(Excerpts from point annotation data)

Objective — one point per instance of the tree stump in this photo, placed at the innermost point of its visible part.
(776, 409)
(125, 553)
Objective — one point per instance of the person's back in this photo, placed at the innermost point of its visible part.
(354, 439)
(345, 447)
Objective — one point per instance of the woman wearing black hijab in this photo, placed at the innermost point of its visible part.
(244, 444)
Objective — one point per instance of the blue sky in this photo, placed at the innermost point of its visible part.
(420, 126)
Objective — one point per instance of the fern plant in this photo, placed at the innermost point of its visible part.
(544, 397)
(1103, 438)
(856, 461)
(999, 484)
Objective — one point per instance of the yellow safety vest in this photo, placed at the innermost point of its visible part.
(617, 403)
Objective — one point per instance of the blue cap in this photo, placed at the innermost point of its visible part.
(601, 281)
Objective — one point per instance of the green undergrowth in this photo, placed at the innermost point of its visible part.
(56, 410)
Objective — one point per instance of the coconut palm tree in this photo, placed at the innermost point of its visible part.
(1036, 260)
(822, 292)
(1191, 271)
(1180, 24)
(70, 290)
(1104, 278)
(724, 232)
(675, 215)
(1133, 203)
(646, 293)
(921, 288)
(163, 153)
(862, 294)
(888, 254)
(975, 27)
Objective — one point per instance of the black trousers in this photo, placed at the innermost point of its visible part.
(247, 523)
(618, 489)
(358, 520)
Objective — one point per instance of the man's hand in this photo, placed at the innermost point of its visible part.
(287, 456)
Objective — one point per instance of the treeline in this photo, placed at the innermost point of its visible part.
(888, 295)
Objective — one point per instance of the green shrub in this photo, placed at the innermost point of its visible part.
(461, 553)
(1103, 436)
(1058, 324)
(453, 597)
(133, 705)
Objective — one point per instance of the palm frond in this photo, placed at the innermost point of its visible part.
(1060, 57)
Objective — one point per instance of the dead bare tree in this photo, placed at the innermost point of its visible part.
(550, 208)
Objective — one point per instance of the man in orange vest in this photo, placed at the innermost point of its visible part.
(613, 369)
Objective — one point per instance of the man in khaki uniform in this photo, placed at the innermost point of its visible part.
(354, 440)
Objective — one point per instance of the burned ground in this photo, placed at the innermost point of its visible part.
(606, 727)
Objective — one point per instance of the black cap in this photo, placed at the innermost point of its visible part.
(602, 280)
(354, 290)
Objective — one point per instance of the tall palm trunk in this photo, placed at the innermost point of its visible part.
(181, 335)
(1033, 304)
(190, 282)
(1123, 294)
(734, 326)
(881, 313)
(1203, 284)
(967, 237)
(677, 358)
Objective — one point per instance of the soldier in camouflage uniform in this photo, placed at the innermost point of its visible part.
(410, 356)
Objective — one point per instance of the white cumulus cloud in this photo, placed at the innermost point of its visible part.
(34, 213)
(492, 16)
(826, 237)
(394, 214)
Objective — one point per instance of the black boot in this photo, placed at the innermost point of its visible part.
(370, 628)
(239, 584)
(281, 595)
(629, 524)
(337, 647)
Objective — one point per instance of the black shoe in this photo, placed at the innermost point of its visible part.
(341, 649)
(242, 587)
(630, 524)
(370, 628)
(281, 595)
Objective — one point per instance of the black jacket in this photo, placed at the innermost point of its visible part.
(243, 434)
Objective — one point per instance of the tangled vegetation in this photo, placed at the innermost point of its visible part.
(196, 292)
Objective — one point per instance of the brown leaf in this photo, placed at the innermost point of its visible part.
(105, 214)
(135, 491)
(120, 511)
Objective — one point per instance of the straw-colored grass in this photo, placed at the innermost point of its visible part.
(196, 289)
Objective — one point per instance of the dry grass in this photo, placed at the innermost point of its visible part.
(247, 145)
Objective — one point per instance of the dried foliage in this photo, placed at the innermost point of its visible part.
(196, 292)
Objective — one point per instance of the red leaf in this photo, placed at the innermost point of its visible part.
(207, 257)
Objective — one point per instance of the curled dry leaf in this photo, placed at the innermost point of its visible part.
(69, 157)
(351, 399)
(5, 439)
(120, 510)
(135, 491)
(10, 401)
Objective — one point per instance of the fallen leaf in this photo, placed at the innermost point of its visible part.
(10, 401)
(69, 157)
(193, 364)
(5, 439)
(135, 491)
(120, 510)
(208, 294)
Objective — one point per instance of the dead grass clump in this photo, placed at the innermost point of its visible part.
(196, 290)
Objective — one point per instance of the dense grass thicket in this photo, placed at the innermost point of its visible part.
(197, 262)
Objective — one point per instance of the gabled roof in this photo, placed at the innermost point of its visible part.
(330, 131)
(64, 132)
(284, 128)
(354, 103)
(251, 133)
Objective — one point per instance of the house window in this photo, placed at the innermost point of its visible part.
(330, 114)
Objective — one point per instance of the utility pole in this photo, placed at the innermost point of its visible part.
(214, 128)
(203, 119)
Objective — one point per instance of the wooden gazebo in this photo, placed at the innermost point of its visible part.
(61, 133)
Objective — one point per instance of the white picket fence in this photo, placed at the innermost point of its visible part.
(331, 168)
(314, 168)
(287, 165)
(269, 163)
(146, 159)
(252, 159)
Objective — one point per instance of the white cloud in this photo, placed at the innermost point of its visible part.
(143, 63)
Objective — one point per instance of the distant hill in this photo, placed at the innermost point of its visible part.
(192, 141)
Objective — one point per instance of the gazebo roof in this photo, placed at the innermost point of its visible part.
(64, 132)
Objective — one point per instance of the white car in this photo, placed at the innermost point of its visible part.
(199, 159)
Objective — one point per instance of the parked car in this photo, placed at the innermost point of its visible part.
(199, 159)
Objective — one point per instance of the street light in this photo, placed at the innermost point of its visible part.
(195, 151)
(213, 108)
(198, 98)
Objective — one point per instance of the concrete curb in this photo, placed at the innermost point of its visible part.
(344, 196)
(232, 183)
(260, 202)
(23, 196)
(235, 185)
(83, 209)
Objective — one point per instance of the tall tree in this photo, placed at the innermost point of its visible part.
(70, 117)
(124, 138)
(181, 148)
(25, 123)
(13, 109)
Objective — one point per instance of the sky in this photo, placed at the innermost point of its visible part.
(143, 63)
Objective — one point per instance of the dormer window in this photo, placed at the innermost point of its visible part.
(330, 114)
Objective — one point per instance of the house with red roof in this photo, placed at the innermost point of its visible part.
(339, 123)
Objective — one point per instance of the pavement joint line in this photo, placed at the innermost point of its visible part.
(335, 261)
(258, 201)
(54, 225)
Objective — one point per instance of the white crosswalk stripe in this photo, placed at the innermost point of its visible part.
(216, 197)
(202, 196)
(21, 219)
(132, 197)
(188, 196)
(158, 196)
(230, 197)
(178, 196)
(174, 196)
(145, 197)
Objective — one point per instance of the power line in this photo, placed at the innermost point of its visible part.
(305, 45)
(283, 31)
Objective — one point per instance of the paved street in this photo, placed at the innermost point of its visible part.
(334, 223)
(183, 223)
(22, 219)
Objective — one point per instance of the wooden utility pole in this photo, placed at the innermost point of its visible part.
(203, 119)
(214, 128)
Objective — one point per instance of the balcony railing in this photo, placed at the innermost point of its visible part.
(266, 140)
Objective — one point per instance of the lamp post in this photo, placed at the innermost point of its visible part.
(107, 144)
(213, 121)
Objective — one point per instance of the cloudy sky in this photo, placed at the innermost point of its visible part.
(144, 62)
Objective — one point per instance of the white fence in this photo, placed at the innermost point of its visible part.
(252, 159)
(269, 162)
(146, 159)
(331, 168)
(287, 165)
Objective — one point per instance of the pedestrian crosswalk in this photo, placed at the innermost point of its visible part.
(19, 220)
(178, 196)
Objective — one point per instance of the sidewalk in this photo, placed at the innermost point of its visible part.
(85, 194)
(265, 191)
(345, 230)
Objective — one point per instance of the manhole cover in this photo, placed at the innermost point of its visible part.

SET TASK: All of the material above needs to be retyped word for word.

WORKED SOLUTION:
Objective — one point per instance of the tree stump in this photo, placed at the innermost point of its visible part.
(776, 409)
(125, 553)
Objective — one point per instance of the person's back in this photo, placed at the innermost point of its visible part.
(354, 439)
(345, 447)
Objective — one point per instance of the woman wearing black hijab in this photo, placed at the innermost point of its visible part.
(244, 444)
Objective — one point per instance of the blue sky in this photo, placed at the innermost point of its visible part.
(420, 126)
Objective — one point per instance of the fern plant in this photo, placed at the innermost point of its visible part.
(544, 397)
(1103, 438)
(856, 461)
(999, 484)
Objective — one point per instance of the yellow safety vest in this photo, placed at the innermost point of its visible part.
(617, 403)
Objective — one point per instance of the blue cap in this photo, placed at the innermost point of its visible part.
(601, 281)
Objective — one point per instance of the green undergrowth in this photo, placed at the innermost point of its visible part.
(56, 410)
Objective — one point per instance of the coconut palm tree in this photo, placed at the innermost point of its visible part.
(1036, 260)
(822, 292)
(1191, 271)
(1180, 24)
(70, 290)
(1104, 278)
(724, 232)
(675, 215)
(1133, 203)
(646, 293)
(921, 288)
(163, 153)
(862, 294)
(888, 254)
(975, 27)
Objective — one point per instance of the black trousers in this photo, placed at the innermost point of its visible part.
(247, 523)
(618, 489)
(358, 520)
Objective — one point per instance of the man's hand in this photo, placed at the innermost point of its visible part.
(287, 456)
Objective — one point per instance of the treeline in this photo, placed at the innermost point of its visible part.
(888, 295)
Objective — one point per instance of the green shrub in this photo, placed at the innermost point of its visible part.
(461, 553)
(1103, 436)
(1058, 324)
(453, 597)
(133, 705)
Objective — one point per instance of the palm frond in this photo, placed at the innermost point of its visible part.
(1060, 57)
Objective — one point per instance of the dead bare tree in this photo, placed at the innermost point of its visible part.
(550, 208)
Objective — one point per instance of the man in orange vest in this photo, placed at the innermost point of its visible part.
(613, 369)
Objective — one point per instance of the man in khaki uniform in this photo, placed at the innermost point of its visible part.
(354, 440)
Objective — one point per instance of the burned ground in this photo, placed at the innermost point of its visible part.
(606, 727)
Objective — one point per instance of the black cap in this photo, placed at the innermost point of its visible part.
(602, 280)
(354, 290)
Objective — one point per instance of the tall palm trunk in this photo, placed at the innermost point of its visible part.
(181, 335)
(1033, 304)
(190, 282)
(1123, 294)
(734, 326)
(881, 313)
(1203, 284)
(967, 237)
(677, 358)
Objective — one point per instance of the soldier in camouflage uniform in this photo, placed at the innermost point of its visible part.
(410, 356)
Objective — one point per instance of the white cumulus cloud in this photo, placed at the innermost point of its visible part.
(34, 213)
(492, 16)
(826, 237)
(394, 214)
Objective — one point per instance of the black boot in this photo, placed at the innermost point of its visible part.
(370, 628)
(239, 584)
(281, 595)
(629, 524)
(337, 647)
Objective — one point per instance of the black shoe in this photo, placed at the innermost point of its visible part.
(341, 649)
(242, 587)
(630, 524)
(370, 628)
(281, 595)
Objective — one point per instance of the black jacket in this photo, placed at the innermost point of its visible part.
(243, 434)
Objective — one point per instance of the tangled vegetation in this photo, placed at the innermost point of its visible part.
(196, 292)
Objective — one point per instance of the brown leaf in this photo, placed at the innermost point of its visible part.
(105, 214)
(135, 491)
(120, 511)
Objective — one point per instance of the straw-colored grass in this photo, placed at the innermost point of its visible part.
(196, 289)
Objective — one point per instance of the dry grass in this photo, placed at the innermost point of its visible part.
(247, 145)
Objective — one point per instance of the dried foliage in this photo, placed at the innermost point of its visible part.
(196, 292)
Objective — one point per instance of the red leaf in this photo, placed at the innermost point of its visible part.
(207, 257)
Objective — one point per instance of the curled dry leaf in this photo, placed at the innermost point of its visible part.
(69, 157)
(351, 399)
(5, 439)
(120, 510)
(135, 491)
(10, 401)
Objective — one point per instance of the fallen leaf in this photo, placed at the innermost point of its visible part.
(10, 401)
(69, 157)
(193, 364)
(5, 439)
(135, 491)
(120, 510)
(208, 294)
Objective — one point per instance of the dead grass clump in this photo, placed at the innermost point of its visible part.
(196, 290)
Objective — one point per instance of the dense grass thicket in this photo, placed at the innermost point of its visible part.
(197, 262)
Objective — one point per instance of the gabled roof in this photo, placed at the innermost point of its visible part.
(330, 131)
(64, 132)
(284, 128)
(354, 103)
(251, 133)
Objective — one point per instance of the house window in this photo, placed at the innermost point of its visible part.
(330, 114)
Objective — one point per instance of the utility pole in this photo, placed at the innermost point of its visible part.
(214, 128)
(203, 119)
Objective — one point per instance of the wooden gazebo in this photo, placed at the innermost point of its visible part.
(61, 133)
Objective — one point per instance of the white picket fence in this photo, placed at the innermost point of its visible part.
(331, 168)
(314, 168)
(287, 165)
(269, 163)
(146, 159)
(252, 159)
Objective — one point per instance of the white cloud in this photo, placed at the innermost point of its visible part.
(143, 63)
Objective — one point per instance of the distant hill in this photo, placed at the innermost point of its visible part.
(192, 141)
Objective — one point per instance of the gazebo roof in this photo, placed at the innermost point of its visible part.
(64, 132)
Objective — one point per instance of the white car in this photo, placed at the innermost point of its visible part.
(199, 159)
Objective — one point per instance of the parked car in this photo, placed at the innermost point of its visible part.
(199, 159)
Objective — one point per instance of the street light in this photo, placed at the innermost point of its visible part.
(195, 151)
(213, 108)
(198, 98)
Objective — one point per instance of the concrete curb in this photo, placed at the innermost point of its visible part.
(344, 196)
(232, 183)
(260, 202)
(23, 196)
(235, 185)
(83, 209)
Objective — one point per instance of the tall tree in this photo, placed at the innermost point of its visible part.
(70, 117)
(124, 138)
(181, 148)
(25, 123)
(13, 109)
Objective — one point per instance of the sky in this photo, placed at the innermost point of its visible part.
(143, 63)
Objective — one point per instance of the dormer window in this photo, placed at the innermost point of its visible part.
(330, 114)
Objective — one point per instance of the house with red roof in this photo, placed at the innermost point of its visible part.
(339, 123)
Objective — one point per instance of the pavement joint line in this photo, placed at the innermost point of its visible part.
(335, 261)
(258, 201)
(54, 225)
Objective — one point per instance of the white crosswalk stripe in this photo, placed at the innermost point of its visible part.
(216, 197)
(202, 196)
(21, 219)
(132, 197)
(188, 196)
(158, 196)
(230, 197)
(178, 196)
(174, 196)
(145, 197)
Objective — one point per instance of the power line in this photo, placed at the innermost point of its visible part.
(305, 45)
(283, 31)
Objective — one point per instance of the paved street in this photo, placed at the innermost point of its visible part.
(334, 223)
(183, 223)
(22, 219)
Objective — one point per instance of the wooden utility pole in this photo, placed at the innermost point of its visible part.
(203, 119)
(214, 128)
Objective — one point per instance of the balcony railing in this photo, placed at the innermost point of its visible part.
(266, 140)
Objective — one point per instance of the lamp post in this photo, placed at the innermost point of its visible part.
(107, 144)
(213, 121)
Objective — one point per instance of the cloudy sky in this photo, placed at the innermost point of its visible part.
(144, 62)
Objective — one point per instance of the white fence in this photo, placed at the innermost point of its visible part.
(252, 159)
(269, 162)
(146, 159)
(331, 168)
(287, 165)
Objective — one point per instance of the pedestrian crosswalk in this photo, placed at the innermost point of its visible part.
(19, 220)
(178, 196)
Objective — one point per instance of the sidewalk in this photo, placed at the innermost point of its visible part.
(85, 194)
(265, 191)
(345, 230)
Objective — one point per instance of the manhole cover in this photo, placed at the innermost point of its visible part.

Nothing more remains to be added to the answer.